Segment Start: Excerpted text

I don't mind Carolina but Shaggy sounded quite startlingly off-key in both performances. Shabba Ranks and Snow were both rubbish though. And both look like they took themselves way too seriously.

I was very happy to see Therapy? - i didn't know they'd ever performed on TOTP. I suspect they're not very popular here though! Screamager was a huge tune in the clubs I went to at the time. Teethgrinder too, a classic industrial bop.

I was piqued to see Therapy on the EPG line-up, as I don't think I knowingly recall them, though the name was everywhere for a while. One of their albums has a bloke with his head stuck in a dustbin, which is my lasting memory of the band I'm afraid!
 
Not a vintage couple of shows, in fact excluding the Sister Sledge remix in the first episode and the Hue and Cry remix in the second, the worst two episodes (or certainly the least Popjustice friendly) I can recall since I've been watching these repeats since 1983. Culture Beat and Cappella can't come soon enough!
 
I've finally caught up on all of 1992's episodes and will now watch the Big Hits/Story of 1991/2/3 before heading into 1993.

For me, the sound of TOTP1992 will forever be a Mark Franklin V/O very politely introducing an earfuckingly noisy rave anthem seconds before a female vocalist launches into a screeching off-key attempt to replicate the sample on the record. I feel like it must have happened at least 20 times.
 
Oh, he certainly is for sure! Love his voice in particular!

I loved the Christmas episode where he was doing a link to camera and a confetti cannon or something went off in the background and he says "Goodness me" and then carries on with whatever was on the teleprompter. A presenting style from another era completely and so utterly charming with it.

Segment End: Excerpted text
Segment Start: Exercise data

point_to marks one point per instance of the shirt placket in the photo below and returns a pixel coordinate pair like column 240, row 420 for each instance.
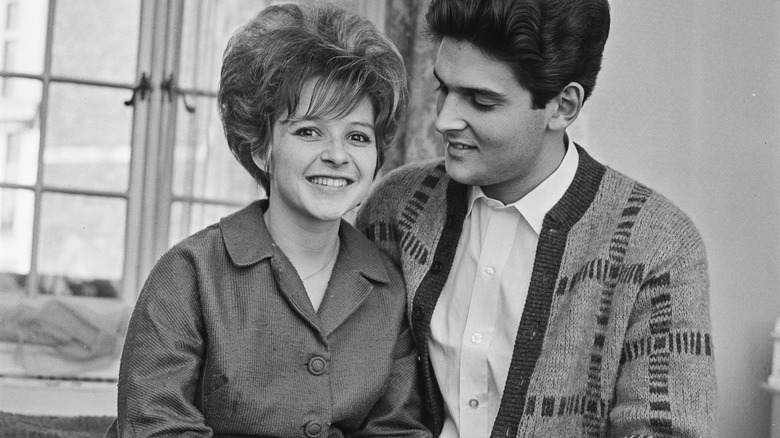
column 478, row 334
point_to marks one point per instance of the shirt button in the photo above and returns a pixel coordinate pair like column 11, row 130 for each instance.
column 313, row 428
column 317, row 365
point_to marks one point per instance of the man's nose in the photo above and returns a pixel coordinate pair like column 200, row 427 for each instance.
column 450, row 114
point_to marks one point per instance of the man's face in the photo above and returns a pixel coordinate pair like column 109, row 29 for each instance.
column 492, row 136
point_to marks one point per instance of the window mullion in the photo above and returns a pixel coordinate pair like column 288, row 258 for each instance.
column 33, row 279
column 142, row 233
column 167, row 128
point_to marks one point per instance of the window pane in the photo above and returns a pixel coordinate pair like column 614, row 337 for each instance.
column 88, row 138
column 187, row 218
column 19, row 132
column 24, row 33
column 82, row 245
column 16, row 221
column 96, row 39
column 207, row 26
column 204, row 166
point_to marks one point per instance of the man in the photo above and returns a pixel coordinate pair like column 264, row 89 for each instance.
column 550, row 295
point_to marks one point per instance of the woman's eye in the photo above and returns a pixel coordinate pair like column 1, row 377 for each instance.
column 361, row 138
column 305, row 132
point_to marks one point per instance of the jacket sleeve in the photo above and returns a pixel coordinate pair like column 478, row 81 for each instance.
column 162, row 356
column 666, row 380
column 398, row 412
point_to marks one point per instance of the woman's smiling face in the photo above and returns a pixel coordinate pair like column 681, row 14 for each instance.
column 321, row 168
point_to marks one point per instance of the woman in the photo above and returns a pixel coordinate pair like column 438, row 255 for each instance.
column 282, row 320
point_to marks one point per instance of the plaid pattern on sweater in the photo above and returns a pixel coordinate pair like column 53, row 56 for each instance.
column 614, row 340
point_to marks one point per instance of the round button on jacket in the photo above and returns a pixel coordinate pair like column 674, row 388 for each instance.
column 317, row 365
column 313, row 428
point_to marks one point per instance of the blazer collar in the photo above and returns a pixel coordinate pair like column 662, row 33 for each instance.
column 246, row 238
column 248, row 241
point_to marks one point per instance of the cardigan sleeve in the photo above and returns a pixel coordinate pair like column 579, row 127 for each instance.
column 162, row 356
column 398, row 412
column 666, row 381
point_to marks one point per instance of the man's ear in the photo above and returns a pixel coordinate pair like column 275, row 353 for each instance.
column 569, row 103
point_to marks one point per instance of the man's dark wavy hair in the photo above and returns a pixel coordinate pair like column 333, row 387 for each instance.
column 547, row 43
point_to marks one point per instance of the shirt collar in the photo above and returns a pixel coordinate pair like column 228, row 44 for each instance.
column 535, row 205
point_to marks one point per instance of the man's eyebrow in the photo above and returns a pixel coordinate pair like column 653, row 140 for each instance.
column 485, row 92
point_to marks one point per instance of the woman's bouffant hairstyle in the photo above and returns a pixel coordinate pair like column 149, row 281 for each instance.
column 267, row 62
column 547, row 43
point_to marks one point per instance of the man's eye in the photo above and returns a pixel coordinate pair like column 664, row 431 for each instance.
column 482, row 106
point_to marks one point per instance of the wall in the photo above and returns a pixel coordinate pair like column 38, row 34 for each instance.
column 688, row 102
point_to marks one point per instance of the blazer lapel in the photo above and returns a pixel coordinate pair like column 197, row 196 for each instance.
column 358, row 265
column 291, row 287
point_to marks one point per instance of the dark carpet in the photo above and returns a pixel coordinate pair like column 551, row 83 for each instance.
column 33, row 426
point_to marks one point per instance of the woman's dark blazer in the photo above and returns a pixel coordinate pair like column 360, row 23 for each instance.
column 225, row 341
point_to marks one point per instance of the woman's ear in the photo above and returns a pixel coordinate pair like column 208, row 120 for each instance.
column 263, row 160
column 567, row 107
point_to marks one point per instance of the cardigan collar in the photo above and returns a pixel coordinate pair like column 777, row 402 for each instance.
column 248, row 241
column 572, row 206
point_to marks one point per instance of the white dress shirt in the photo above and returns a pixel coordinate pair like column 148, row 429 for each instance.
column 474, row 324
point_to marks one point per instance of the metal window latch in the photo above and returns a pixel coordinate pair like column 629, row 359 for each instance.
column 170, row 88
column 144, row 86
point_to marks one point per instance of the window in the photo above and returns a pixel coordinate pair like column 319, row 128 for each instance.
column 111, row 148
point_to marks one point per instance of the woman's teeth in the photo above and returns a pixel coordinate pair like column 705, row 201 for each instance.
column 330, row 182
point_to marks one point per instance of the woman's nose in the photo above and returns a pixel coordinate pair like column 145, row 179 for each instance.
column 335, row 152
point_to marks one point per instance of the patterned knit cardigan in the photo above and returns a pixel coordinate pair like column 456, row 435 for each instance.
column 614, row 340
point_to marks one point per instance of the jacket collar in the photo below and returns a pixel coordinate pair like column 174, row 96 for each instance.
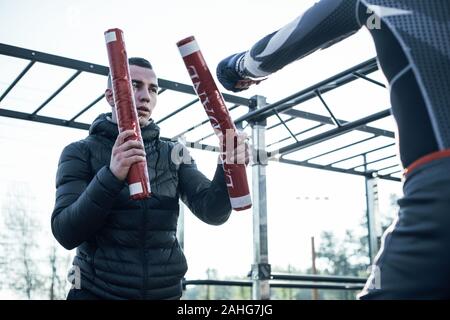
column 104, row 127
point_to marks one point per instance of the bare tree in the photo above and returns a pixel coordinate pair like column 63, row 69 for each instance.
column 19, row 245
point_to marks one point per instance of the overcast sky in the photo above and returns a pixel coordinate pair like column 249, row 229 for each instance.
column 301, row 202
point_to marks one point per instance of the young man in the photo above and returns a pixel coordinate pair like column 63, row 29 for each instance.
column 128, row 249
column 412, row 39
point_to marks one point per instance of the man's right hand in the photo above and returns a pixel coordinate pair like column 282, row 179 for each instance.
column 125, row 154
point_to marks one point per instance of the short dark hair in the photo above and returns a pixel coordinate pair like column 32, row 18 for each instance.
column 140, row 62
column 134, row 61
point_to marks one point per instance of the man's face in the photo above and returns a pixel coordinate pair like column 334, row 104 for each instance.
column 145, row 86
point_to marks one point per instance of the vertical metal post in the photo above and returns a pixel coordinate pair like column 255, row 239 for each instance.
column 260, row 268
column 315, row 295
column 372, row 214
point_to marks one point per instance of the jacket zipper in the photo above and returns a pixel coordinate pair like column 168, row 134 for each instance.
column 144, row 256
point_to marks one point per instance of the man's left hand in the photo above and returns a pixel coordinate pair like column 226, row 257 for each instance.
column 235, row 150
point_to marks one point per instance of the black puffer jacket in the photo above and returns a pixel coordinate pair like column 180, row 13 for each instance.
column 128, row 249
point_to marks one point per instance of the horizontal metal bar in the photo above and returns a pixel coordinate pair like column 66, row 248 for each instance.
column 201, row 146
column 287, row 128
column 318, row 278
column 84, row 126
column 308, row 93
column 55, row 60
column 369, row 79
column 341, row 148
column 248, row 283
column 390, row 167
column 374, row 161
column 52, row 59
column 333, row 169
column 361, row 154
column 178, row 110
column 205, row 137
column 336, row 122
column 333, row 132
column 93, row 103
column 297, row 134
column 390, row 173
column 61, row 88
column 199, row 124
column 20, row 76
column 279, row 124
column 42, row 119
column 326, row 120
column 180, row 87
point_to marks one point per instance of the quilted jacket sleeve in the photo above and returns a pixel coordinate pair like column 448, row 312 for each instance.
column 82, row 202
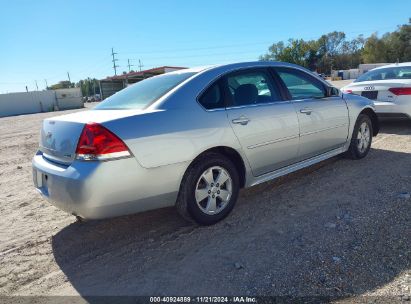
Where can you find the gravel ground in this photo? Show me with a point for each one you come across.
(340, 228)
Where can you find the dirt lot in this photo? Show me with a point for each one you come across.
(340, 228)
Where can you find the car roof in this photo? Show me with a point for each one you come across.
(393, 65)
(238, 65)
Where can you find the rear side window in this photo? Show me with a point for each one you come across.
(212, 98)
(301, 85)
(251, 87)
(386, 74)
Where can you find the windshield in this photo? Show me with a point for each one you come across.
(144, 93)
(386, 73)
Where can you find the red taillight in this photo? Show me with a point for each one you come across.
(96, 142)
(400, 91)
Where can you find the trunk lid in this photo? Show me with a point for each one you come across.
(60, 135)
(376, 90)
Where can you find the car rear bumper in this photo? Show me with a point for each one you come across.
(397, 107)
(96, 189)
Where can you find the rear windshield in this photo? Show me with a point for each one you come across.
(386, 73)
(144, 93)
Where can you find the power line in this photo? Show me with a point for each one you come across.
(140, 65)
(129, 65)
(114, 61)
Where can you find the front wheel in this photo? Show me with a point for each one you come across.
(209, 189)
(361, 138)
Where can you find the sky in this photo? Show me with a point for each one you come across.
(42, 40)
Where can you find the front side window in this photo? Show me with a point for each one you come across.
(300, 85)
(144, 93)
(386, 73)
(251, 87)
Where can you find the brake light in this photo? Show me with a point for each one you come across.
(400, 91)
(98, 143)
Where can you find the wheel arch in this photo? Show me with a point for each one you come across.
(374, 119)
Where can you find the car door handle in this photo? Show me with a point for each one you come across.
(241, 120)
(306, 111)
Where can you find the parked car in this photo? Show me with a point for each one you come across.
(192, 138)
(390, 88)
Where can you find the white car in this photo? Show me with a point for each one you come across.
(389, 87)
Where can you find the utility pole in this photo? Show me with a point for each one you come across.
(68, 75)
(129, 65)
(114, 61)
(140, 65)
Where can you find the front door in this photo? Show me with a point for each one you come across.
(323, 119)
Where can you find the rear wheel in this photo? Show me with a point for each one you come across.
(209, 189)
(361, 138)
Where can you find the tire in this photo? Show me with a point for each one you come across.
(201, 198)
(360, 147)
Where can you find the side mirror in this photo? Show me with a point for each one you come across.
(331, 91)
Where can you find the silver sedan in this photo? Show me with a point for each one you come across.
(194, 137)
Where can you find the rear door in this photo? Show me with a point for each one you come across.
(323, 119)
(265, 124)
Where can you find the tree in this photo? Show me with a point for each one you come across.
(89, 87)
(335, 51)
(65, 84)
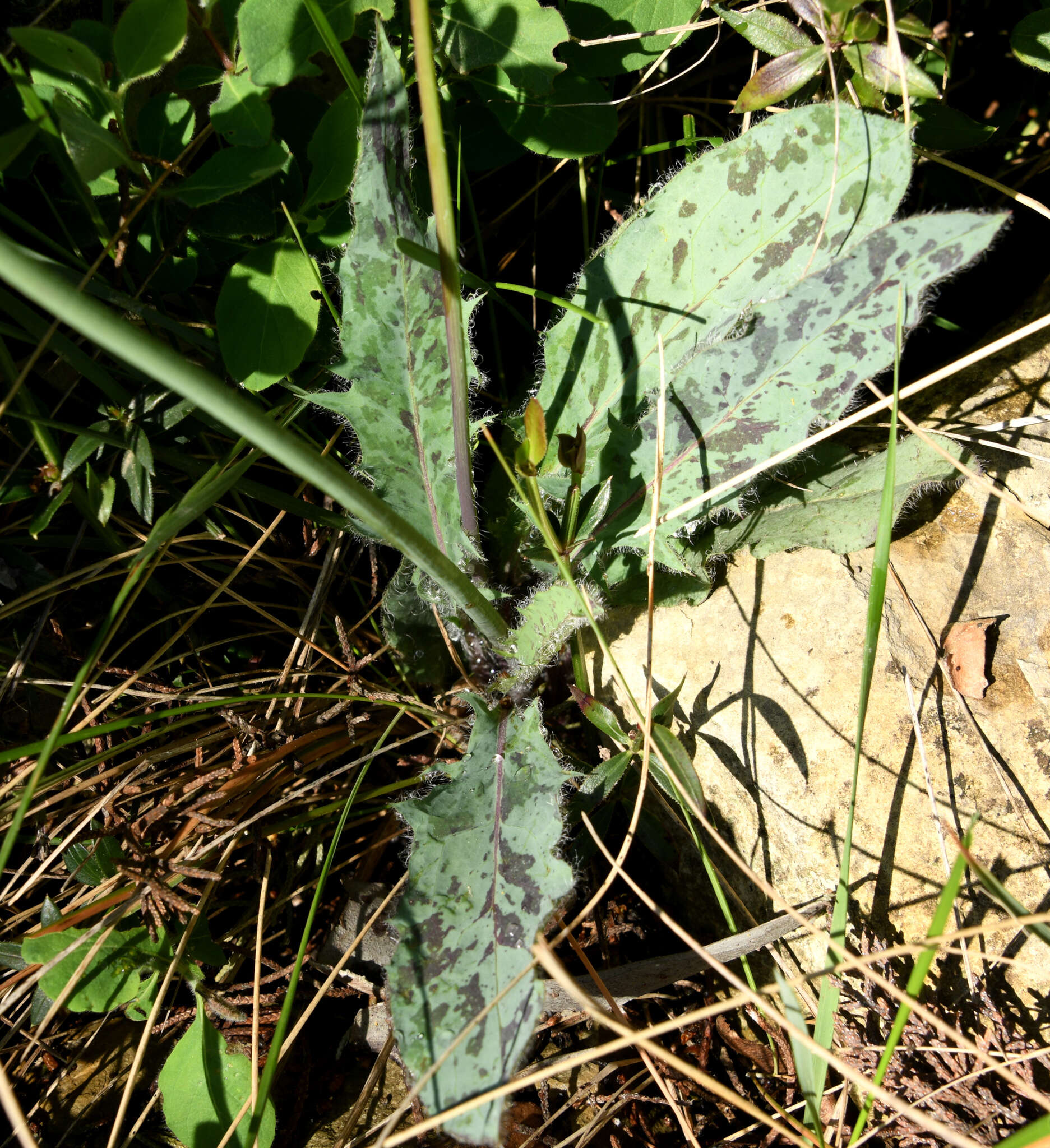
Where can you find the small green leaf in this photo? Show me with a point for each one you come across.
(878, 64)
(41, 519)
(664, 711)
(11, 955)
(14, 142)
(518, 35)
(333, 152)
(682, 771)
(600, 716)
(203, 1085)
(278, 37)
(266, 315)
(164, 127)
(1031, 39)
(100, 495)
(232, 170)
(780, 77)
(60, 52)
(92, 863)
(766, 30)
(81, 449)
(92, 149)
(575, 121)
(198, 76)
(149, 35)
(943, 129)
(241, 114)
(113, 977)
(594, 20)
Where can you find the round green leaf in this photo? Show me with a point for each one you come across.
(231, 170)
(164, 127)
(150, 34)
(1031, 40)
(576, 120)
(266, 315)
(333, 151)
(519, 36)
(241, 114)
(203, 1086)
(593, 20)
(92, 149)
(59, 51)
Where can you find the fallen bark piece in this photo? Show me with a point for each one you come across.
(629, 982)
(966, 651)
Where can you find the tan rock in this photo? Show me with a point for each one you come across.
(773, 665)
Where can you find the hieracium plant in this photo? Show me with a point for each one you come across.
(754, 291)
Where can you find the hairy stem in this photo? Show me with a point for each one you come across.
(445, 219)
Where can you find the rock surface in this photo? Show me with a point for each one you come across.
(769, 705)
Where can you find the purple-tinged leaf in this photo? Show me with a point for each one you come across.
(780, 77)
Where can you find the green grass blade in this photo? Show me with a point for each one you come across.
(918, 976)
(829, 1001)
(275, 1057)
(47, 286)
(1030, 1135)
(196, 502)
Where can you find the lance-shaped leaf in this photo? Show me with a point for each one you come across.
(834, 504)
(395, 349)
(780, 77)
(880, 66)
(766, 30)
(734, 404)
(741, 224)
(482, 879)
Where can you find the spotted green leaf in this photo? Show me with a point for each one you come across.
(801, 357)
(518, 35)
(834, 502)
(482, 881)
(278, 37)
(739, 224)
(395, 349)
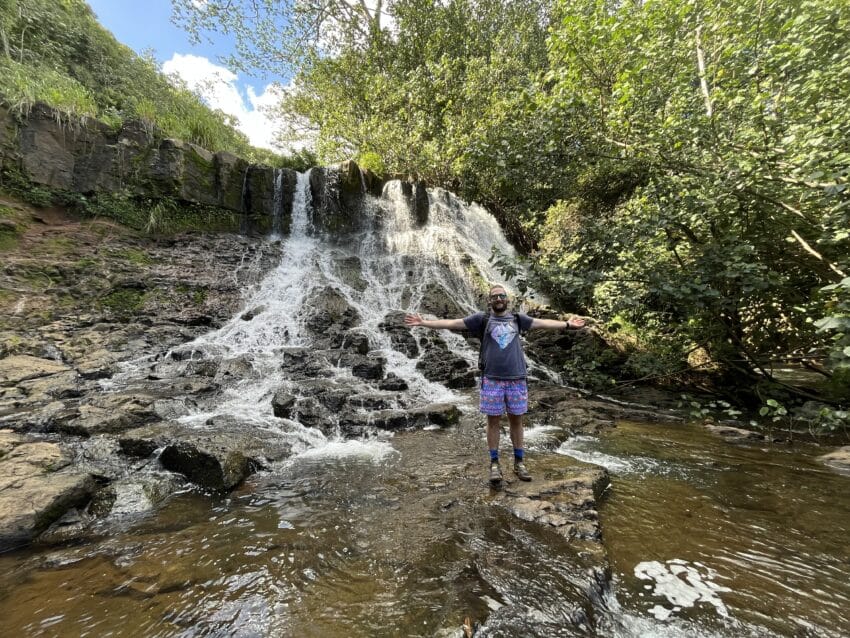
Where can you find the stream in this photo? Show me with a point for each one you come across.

Segment End: Exercise data

- [Task set]
A) Copy out the passage from the comments on the TOTP repeats, from "I was very happy" to "classic industrial bop.".
B) In the comments on the TOTP repeats, which two remixes does one commenter exclude when calling the shows the worst two episodes they can recall?

- [Task responses]
A)
I was very happy to see Therapy? - i didn't know they'd ever performed on TOTP. I suspect they're not very popular here though! Screamager was a huge tune in the clubs I went to at the time. Teethgrinder too, a classic industrial bop.

B) The Sister Sledge remix in the first episode and the Hue and Cry remix in the second.